■ **Problem details**
Please return every line of the records below that contains the word "cowl".

(Beginning of Information given)

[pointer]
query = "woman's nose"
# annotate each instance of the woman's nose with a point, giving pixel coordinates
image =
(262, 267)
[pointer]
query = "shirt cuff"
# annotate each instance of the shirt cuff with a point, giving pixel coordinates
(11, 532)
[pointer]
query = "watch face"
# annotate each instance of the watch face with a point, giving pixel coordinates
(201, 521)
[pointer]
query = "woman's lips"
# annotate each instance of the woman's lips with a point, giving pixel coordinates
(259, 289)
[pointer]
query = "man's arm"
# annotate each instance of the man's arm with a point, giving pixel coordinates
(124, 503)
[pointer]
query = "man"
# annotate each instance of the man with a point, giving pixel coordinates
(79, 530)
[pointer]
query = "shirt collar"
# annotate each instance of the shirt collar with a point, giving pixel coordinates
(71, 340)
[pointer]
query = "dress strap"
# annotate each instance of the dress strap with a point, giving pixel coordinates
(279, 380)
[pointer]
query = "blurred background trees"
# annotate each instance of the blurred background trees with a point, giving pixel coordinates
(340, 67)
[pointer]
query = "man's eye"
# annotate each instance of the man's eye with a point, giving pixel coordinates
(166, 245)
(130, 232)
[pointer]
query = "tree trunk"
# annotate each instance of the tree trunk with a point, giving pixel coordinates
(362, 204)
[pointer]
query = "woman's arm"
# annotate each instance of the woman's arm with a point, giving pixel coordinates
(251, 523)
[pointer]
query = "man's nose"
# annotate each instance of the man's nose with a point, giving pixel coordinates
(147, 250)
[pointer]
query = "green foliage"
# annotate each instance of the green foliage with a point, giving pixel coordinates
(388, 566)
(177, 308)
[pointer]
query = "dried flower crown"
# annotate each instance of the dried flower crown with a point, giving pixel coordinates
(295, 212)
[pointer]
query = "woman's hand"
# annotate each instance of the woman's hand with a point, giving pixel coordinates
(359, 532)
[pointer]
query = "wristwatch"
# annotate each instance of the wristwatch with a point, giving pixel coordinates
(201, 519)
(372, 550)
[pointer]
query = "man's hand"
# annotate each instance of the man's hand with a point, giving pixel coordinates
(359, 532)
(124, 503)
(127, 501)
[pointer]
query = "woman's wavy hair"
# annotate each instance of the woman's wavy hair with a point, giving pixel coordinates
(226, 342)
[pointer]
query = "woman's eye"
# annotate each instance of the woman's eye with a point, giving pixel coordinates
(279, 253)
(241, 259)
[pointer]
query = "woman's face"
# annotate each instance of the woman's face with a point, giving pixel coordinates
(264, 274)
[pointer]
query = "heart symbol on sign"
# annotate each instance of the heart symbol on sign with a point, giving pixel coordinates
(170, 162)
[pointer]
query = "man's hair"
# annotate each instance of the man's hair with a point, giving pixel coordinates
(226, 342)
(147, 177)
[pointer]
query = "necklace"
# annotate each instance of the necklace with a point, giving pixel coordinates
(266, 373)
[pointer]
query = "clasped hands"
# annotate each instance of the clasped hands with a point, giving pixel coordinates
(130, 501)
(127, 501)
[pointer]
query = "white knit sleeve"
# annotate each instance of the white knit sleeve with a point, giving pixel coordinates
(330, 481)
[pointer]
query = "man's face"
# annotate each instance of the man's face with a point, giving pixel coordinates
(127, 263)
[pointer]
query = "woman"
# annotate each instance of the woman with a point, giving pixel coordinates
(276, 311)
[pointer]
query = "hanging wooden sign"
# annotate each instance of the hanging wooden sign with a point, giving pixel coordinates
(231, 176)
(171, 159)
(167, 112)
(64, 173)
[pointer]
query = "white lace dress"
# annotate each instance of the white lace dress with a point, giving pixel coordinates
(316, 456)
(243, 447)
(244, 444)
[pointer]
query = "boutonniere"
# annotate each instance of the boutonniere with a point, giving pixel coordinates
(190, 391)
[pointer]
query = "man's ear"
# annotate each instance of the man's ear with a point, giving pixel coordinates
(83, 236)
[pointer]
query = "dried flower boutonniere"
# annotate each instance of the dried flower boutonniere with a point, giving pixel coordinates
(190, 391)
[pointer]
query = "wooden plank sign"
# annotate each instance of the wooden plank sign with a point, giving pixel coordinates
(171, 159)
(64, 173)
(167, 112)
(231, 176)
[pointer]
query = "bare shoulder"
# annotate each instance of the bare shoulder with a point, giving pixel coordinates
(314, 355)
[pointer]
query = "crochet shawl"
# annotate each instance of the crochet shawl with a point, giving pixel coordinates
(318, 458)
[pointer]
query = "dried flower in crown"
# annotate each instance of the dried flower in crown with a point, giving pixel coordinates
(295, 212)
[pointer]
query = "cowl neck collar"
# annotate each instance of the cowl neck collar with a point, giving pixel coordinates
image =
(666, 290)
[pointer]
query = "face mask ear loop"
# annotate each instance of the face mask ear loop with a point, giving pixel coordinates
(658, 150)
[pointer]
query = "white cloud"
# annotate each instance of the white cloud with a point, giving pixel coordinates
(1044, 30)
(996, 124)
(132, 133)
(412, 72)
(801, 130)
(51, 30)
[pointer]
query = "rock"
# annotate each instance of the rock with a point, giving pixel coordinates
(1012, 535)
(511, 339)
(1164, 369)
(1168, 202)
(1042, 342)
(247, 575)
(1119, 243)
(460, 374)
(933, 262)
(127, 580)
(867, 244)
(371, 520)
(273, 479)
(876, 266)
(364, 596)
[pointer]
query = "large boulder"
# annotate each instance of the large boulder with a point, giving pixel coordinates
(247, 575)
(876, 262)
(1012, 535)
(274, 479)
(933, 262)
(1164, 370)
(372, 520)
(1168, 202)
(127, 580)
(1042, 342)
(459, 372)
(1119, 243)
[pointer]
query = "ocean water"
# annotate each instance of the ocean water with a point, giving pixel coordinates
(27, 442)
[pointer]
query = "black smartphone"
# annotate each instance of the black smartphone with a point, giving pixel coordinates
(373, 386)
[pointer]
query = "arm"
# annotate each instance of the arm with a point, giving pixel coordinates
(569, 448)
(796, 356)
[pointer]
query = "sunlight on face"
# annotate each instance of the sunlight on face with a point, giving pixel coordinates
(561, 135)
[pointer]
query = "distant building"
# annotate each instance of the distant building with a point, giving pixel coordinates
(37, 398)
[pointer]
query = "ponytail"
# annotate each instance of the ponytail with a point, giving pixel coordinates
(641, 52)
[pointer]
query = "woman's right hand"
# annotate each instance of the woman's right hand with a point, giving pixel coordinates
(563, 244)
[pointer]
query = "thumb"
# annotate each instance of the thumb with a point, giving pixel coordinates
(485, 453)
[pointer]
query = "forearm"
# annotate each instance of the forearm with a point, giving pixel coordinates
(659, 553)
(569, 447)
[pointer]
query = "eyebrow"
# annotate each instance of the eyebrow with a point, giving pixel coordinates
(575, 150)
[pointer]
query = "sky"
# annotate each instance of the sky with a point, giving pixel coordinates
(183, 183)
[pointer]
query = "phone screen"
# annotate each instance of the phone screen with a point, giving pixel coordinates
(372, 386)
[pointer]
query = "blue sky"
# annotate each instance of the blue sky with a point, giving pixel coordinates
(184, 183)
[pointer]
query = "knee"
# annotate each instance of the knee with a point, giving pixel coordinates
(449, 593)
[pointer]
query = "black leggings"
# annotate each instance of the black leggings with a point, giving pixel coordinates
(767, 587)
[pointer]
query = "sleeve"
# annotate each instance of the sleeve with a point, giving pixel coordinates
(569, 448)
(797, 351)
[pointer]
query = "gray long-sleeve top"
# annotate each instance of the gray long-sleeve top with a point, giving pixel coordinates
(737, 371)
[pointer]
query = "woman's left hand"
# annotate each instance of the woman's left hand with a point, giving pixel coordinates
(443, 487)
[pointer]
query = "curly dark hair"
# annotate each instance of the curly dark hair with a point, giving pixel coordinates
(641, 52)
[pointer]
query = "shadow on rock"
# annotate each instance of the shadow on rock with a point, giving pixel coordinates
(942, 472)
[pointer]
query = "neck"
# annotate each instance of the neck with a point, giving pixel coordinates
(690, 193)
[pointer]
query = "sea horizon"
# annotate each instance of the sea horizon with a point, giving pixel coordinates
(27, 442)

(End of Information given)

■ **Answer to this exercise**
query = "cowl neck collar"
# annotate each instance of the cowl neck collar with a point, giving pixel coordinates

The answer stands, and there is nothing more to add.